■ **Exercise**: Whatever the records hold, copy it exactly and completely.

■ **Supplied records**:

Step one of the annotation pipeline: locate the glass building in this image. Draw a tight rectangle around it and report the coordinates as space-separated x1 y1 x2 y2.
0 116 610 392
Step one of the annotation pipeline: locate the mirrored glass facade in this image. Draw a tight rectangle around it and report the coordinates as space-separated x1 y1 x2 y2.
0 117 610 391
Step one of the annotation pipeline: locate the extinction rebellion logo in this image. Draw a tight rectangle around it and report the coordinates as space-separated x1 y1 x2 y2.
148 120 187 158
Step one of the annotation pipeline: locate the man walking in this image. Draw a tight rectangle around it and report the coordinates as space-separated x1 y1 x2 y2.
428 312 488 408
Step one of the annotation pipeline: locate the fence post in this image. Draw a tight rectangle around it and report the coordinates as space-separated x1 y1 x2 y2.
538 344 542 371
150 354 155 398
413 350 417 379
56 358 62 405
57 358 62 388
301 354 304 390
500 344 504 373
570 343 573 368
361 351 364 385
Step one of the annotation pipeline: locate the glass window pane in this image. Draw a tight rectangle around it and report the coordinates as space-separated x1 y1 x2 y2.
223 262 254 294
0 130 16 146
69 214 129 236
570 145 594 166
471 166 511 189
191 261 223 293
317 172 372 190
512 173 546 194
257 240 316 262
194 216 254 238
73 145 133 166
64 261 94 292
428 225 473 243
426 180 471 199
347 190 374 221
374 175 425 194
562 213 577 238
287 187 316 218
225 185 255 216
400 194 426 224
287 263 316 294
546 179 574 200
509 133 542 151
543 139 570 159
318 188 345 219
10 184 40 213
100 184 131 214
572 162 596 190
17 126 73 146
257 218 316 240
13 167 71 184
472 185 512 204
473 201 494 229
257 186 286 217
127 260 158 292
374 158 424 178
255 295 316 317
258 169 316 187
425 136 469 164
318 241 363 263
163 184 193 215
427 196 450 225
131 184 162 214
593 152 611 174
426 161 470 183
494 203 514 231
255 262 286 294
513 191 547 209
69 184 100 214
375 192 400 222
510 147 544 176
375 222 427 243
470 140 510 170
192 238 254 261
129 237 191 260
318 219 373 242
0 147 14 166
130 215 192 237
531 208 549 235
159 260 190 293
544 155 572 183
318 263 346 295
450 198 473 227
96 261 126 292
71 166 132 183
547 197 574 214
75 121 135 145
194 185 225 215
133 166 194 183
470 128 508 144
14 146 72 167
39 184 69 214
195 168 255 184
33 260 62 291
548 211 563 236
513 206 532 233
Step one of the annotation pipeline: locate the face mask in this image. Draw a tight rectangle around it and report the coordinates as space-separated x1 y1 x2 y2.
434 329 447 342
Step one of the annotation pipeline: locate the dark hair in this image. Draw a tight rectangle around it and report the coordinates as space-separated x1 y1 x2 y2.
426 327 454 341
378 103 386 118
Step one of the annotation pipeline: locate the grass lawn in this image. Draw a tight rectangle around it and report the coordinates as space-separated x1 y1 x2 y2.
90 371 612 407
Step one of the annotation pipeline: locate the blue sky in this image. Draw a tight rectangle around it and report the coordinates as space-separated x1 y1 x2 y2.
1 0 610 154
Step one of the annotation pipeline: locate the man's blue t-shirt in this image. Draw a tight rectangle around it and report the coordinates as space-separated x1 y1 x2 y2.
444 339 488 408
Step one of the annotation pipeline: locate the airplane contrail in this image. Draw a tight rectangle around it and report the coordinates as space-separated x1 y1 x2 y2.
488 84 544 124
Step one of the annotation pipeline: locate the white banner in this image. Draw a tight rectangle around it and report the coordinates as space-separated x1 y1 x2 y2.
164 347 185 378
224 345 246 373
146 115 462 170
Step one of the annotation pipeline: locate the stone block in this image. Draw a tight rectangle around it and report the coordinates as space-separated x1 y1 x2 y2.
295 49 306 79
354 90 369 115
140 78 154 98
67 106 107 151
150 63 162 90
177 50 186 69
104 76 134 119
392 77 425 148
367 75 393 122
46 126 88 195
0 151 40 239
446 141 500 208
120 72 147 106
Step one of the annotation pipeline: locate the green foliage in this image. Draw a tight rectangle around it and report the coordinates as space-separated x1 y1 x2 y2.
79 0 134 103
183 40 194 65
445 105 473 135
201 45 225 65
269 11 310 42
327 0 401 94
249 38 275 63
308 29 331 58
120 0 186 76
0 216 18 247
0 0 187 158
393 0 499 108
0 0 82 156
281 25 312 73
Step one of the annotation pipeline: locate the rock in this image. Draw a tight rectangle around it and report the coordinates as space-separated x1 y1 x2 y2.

■ **Worked solution**:
Step one of the annotation pipeline: locate the glass building in this image. Draw a tight rectangle around it and report the coordinates as space-separated x1 y1 x2 y2.
0 116 610 392
Step one of the annotation pipeline: locate the mirrored glass facade in this image. Draw a tight rectangle around it and report the coordinates as space-separated x1 y1 x2 y2.
0 117 610 391
Step one of the annotation pipeline: locate the extinction rebellion logo in this image. Draw a tight rectangle around it and report the coordinates as space-separated x1 y1 x2 y2.
148 120 187 158
Step one of the annotation pipeline: locate the man walking in this image. Draw a tight rectangle around it and report the coordinates as space-separated x1 y1 x2 y2.
428 312 488 408
Step one of the annotation pipeline: locate the fence post in this image. Draw a tight rectangle around it and report the coordinates as space-separated x1 y1 x2 y2.
538 344 542 371
150 354 155 398
413 350 417 379
56 358 62 405
57 358 62 388
301 354 304 390
500 344 504 373
570 343 573 368
361 351 364 385
Step one of the annotation pipeline: locate the glass window pane in this image. Draw a tight rectangle around it and report the coordinates as space-separated x1 y1 x2 y2.
223 262 254 294
0 130 16 146
69 214 129 236
570 145 594 166
471 166 511 189
191 261 223 293
317 172 372 190
512 173 546 194
257 240 316 262
194 216 254 238
73 145 133 166
64 261 94 292
428 225 473 243
426 180 471 199
347 190 374 221
374 175 425 194
562 213 577 238
287 187 316 218
225 185 255 216
400 194 426 224
287 263 316 294
546 179 574 200
509 133 542 151
543 139 570 159
318 188 345 219
10 184 40 213
100 184 131 214
572 162 596 190
17 126 73 146
257 218 316 240
13 167 71 184
472 185 512 204
473 201 494 229
257 186 286 217
127 260 158 292
374 158 424 178
255 295 316 317
258 169 316 187
425 136 469 164
318 241 363 263
163 184 193 215
427 196 450 225
131 184 162 214
593 152 611 174
426 161 470 183
494 203 514 231
255 262 286 294
513 191 547 209
69 184 100 214
375 192 400 222
510 147 544 176
375 222 427 243
470 140 510 170
192 238 254 261
129 237 191 260
318 219 373 242
0 147 14 166
130 215 192 237
531 208 549 235
159 260 190 293
544 155 572 183
318 263 346 295
450 198 473 227
96 261 126 292
71 166 132 183
547 197 574 214
75 121 135 145
194 185 225 215
133 166 194 183
470 128 508 144
14 146 72 167
39 184 69 214
195 168 255 184
33 260 62 291
548 211 563 236
513 206 532 233
Step one of the annotation pipeline: locate the face mask in this image. Draw a tight rectangle around it and report the coordinates as space-separated x1 y1 x2 y2.
434 329 447 342
Step one of the annotation pipeline: locate the dark hair in this image. Draw a tight rectangle around it and report the coordinates as space-separated x1 y1 x2 y2.
426 327 454 341
378 103 386 118
Step one of the annotation pipeline: locate the grass lawn in this image. Draw a tight rectangle around it and report the coordinates as space-separated x1 y1 x2 y2.
90 371 612 407
Step one of the annotation pipeline: locate the blue sky in this image. Draw a tight rectangle around it and report the coordinates as space-separated x1 y1 x2 y2.
1 0 610 154
Step one of the annotation pipeline: locate the man's blue t-shirt in this image. Draw a tight rectangle around it and report the coordinates as space-separated x1 y1 x2 y2.
444 339 488 408
Step one of the annotation pipeline: locate the airplane contrail in this image. Draw a tight rectangle around it and report the coordinates as space-separated x1 y1 x2 y2.
488 84 544 124
Step one of the annotation pipeline: locate the white banner in this image. Draw a tight rectangle around it and report the coordinates as space-separated x1 y1 x2 y2.
164 347 185 378
224 345 246 373
146 115 462 170
Step one of the annotation pipeline: locate the stone block in this image. Draw a tight rectangle around it and report the coordinates as space-separated x1 y1 x2 y2.
295 49 306 79
354 90 369 115
140 78 154 98
67 106 107 151
150 63 162 90
177 50 186 69
104 76 134 119
392 77 425 148
367 75 393 122
46 126 88 195
0 151 40 239
446 141 500 208
120 72 147 106
Step one of the annotation pipeline: locate the green foliage in this image. Draw a tight rectangle around it and report the coordinates as space-separated x1 y1 x2 y2.
79 0 134 103
183 40 194 65
445 105 473 135
201 45 225 65
269 11 310 42
327 0 401 94
249 38 275 63
308 29 331 58
120 0 186 76
0 216 18 247
0 0 187 158
393 0 499 108
0 0 82 156
281 25 312 73
Step one of the annotation pipeline: locate the rock in this image. Draw a tight rectangle around it and report the coordinates as space-separated x1 y1 x2 y2.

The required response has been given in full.